*The exercise*
Repeat exactly the lines from the line containing "Each instance of the man's" through the last line of the records below, inclusive, and nothing else.

*Dataset records*

──────────

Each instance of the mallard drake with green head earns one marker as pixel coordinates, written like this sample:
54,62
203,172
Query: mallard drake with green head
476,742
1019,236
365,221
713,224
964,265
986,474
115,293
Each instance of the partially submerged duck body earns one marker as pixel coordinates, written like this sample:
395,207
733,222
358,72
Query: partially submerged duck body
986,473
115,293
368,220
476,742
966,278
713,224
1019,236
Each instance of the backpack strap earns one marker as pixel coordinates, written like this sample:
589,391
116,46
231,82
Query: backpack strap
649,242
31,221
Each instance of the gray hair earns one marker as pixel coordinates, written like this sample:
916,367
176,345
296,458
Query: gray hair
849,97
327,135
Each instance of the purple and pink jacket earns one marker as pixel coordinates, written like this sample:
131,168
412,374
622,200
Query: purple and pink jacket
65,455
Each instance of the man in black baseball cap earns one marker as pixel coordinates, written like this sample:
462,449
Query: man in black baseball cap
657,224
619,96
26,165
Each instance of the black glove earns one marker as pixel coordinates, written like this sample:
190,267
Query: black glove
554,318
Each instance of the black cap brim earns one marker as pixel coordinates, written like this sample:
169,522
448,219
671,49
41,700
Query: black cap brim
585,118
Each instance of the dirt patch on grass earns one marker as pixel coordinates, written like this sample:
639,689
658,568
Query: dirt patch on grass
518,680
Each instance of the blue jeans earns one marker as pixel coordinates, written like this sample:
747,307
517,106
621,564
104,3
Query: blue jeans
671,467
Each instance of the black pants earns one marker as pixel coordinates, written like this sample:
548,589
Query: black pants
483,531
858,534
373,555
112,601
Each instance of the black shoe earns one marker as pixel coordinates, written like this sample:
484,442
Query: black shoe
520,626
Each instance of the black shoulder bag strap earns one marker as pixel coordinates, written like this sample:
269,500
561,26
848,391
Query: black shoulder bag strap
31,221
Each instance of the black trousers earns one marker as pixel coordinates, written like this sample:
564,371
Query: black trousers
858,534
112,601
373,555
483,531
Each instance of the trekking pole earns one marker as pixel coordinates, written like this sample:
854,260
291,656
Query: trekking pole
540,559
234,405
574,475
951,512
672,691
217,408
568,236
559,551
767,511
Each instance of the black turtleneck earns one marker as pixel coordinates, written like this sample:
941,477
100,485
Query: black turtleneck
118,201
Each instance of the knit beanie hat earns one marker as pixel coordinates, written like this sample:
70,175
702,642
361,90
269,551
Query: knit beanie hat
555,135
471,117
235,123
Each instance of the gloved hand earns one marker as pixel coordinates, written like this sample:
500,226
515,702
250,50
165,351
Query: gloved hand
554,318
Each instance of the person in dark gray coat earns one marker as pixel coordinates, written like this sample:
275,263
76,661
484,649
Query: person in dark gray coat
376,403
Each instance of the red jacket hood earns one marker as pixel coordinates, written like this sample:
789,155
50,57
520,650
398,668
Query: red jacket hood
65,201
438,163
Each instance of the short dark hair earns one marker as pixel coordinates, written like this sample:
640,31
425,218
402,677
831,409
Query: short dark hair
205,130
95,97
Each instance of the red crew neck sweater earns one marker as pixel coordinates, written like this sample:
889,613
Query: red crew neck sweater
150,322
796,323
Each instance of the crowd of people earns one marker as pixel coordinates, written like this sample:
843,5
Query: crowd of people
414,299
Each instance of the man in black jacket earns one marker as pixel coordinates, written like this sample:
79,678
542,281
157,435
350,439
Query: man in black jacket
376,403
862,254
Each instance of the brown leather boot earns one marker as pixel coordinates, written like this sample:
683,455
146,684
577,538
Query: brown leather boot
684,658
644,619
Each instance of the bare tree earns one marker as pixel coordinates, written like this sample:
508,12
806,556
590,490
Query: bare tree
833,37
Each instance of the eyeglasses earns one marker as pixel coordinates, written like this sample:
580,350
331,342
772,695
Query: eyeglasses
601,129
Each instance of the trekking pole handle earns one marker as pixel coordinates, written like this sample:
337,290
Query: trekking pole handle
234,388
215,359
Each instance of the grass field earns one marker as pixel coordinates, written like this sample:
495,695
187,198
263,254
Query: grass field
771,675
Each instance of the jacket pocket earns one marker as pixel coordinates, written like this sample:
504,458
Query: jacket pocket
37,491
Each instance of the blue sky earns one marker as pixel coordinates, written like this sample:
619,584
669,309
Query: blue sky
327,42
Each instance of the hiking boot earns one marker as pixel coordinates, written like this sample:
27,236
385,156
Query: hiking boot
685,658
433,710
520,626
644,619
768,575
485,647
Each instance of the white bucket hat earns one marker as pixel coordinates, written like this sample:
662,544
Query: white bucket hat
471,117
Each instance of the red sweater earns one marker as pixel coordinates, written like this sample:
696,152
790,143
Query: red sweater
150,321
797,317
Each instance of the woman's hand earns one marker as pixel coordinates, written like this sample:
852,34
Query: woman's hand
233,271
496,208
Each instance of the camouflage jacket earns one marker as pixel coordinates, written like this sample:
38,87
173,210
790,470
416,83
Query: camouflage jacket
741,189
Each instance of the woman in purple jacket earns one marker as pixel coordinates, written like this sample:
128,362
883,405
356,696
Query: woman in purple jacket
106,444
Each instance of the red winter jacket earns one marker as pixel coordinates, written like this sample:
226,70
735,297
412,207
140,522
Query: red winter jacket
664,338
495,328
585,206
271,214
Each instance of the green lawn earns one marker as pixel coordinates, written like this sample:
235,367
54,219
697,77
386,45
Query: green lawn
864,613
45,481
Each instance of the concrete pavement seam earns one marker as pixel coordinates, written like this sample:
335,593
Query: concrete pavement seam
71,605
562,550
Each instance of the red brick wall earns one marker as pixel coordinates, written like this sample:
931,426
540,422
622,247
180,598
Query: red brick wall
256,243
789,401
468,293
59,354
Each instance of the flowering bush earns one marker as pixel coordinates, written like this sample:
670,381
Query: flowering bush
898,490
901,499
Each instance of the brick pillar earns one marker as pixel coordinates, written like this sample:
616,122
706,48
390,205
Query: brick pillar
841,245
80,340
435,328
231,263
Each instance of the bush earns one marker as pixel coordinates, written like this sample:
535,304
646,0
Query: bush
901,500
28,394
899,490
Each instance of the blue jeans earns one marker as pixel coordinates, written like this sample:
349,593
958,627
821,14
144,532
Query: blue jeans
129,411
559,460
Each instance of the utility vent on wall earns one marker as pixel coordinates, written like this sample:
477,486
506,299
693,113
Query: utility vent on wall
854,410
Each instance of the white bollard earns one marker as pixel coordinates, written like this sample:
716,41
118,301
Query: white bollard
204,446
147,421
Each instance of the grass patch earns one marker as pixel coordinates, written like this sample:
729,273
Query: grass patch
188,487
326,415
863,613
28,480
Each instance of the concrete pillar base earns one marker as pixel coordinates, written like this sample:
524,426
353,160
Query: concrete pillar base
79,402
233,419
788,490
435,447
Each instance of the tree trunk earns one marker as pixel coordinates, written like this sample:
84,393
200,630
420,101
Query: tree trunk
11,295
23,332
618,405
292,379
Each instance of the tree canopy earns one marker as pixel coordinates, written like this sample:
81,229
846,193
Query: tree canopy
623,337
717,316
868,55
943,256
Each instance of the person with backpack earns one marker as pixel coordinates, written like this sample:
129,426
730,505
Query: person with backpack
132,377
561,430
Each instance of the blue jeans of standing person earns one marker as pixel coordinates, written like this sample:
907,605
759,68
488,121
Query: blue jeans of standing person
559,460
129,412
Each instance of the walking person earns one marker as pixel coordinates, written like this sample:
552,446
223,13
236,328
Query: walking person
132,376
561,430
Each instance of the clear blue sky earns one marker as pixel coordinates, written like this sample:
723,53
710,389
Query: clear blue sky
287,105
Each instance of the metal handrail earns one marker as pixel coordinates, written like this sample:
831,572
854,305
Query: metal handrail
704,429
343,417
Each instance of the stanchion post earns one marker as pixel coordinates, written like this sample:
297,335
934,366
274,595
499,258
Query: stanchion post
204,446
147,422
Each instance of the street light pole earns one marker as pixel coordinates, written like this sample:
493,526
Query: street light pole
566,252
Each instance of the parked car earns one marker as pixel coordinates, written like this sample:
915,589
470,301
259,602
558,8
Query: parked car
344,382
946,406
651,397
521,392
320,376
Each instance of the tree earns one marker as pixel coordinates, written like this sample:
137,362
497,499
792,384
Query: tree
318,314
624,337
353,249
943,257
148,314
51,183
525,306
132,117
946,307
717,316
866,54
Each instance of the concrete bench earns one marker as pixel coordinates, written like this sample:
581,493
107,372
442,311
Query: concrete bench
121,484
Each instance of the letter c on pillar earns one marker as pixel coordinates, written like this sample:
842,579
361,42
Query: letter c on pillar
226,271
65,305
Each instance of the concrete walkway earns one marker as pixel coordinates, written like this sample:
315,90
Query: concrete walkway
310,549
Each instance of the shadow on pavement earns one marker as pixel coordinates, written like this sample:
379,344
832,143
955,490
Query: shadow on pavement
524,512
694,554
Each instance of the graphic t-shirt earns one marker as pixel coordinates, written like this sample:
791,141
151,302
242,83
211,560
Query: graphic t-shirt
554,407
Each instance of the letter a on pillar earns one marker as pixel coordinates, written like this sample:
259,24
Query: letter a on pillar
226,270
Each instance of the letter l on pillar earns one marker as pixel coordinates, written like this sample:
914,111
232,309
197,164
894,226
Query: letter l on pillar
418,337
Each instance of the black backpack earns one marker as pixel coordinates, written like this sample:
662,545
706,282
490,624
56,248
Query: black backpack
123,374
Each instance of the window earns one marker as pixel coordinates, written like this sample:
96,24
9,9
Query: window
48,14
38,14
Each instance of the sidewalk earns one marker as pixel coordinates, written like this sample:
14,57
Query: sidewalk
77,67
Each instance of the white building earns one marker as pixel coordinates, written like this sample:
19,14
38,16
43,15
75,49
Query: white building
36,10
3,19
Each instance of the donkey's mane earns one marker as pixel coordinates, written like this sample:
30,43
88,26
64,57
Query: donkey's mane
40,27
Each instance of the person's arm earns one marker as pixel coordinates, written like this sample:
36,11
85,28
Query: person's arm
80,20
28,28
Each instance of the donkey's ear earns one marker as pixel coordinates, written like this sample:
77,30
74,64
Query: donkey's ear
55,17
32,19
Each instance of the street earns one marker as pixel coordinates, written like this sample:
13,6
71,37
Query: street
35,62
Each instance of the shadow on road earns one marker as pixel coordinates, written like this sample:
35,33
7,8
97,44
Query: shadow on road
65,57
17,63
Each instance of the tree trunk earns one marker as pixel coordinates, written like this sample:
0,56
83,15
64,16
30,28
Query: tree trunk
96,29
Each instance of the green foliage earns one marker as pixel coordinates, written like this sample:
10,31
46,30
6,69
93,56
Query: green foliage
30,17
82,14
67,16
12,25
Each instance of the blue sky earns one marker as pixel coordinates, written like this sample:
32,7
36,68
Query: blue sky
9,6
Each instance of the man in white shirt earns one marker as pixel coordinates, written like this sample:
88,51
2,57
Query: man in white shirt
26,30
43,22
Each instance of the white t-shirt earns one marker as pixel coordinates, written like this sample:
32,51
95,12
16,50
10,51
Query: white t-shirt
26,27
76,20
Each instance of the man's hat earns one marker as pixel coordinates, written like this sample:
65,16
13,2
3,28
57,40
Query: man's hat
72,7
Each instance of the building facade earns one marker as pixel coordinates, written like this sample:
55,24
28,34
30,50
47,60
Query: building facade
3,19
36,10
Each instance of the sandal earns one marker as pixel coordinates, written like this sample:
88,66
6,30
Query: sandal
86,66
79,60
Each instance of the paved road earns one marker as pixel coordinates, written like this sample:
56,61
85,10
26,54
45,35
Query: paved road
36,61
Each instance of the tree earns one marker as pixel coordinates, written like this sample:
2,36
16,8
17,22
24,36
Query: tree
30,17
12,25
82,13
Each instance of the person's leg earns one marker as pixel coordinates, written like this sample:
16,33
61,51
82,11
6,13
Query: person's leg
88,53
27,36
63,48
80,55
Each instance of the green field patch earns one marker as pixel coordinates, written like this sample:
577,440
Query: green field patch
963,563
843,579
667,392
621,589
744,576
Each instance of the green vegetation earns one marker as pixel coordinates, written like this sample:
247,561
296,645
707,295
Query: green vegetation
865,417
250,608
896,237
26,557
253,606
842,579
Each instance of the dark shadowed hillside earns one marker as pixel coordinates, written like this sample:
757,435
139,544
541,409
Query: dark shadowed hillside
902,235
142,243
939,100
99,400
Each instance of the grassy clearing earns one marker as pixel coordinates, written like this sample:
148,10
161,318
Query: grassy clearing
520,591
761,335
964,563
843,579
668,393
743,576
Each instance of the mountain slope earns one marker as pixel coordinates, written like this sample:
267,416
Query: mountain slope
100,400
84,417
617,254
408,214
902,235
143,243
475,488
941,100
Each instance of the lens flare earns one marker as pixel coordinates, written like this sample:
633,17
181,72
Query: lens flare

──────────

*The solution*
Each instance of the man's hat earns one marker as pixel coordinates, written like this sample:
65,16
13,2
3,28
57,40
Query: man's hat
72,7
Each instance of the building facade earns one marker as pixel coordinates, written like this sample:
55,24
28,34
30,50
47,60
Query: building facade
3,19
36,10
Each instance of the sandal earns one marker as pixel coordinates, written like this sample:
88,66
6,30
Query: sandal
86,66
79,60
Each instance of the paved road earns one marker as pixel coordinates, written like this sample:
56,61
85,10
26,54
45,35
Query: paved road
36,61
Each instance of the tree earns one marker as pixel coordinates, written like this sample:
2,36
16,8
17,22
24,36
Query: tree
30,17
12,25
82,13
Each instance of the person's leg earns one marker as pixel coordinates, written like this sample:
16,33
61,51
82,11
6,13
Query: person's leg
88,53
27,36
63,48
80,55
Each instance of the green field patch earns one marker as pixel coordinates, written like this sample:
577,440
Query: green field patch
963,563
843,579
667,392
621,589
744,576
Each instance of the green vegetation earns one marker as pixel coordinates, written like this sample:
247,561
296,645
707,295
Query: green vegetation
865,417
250,608
896,237
26,557
253,606
842,579
Each instance of the dark shadowed hillside earns one marker as pixel coordinates, written like this sample:
757,435
139,544
541,409
Query: dark shadowed hillside
902,235
142,243
939,100
99,400
Each instance of the grassy clearing earns one marker as pixel coordinates, written like this sample:
148,10
161,318
Query: grassy clearing
520,591
761,335
964,563
843,579
668,393
743,576
Each instance of the mountain slope earns one marker as pixel coordinates, written like this sample:
267,416
Query: mountain slope
100,400
84,417
617,254
408,214
902,235
143,243
475,488
941,100
Each instance of the lens flare earns one marker as pixel coordinates, written like this sample:
633,17
181,72
Query: lens flare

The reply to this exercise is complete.